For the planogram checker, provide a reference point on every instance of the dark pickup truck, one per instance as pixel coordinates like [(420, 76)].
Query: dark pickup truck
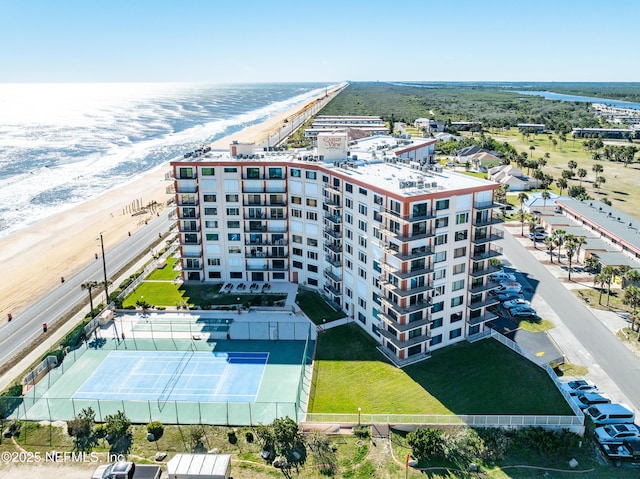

________________________________________

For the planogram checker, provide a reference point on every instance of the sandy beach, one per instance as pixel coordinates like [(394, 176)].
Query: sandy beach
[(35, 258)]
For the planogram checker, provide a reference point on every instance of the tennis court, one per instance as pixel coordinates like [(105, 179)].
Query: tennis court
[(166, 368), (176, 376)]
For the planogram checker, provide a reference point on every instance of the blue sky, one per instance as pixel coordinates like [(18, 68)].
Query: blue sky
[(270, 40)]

________________________________________

### Exercise aim
Retype the lines starting at the one containing "like [(420, 76)]." and ending at the one containing "Query: dark pickup truck", both included.

### Exercise answer
For the planogram checker, provide a reference point on every instance of the dark pickup truck, one per instance as pixel coordinates like [(420, 76)].
Query: dark pickup truck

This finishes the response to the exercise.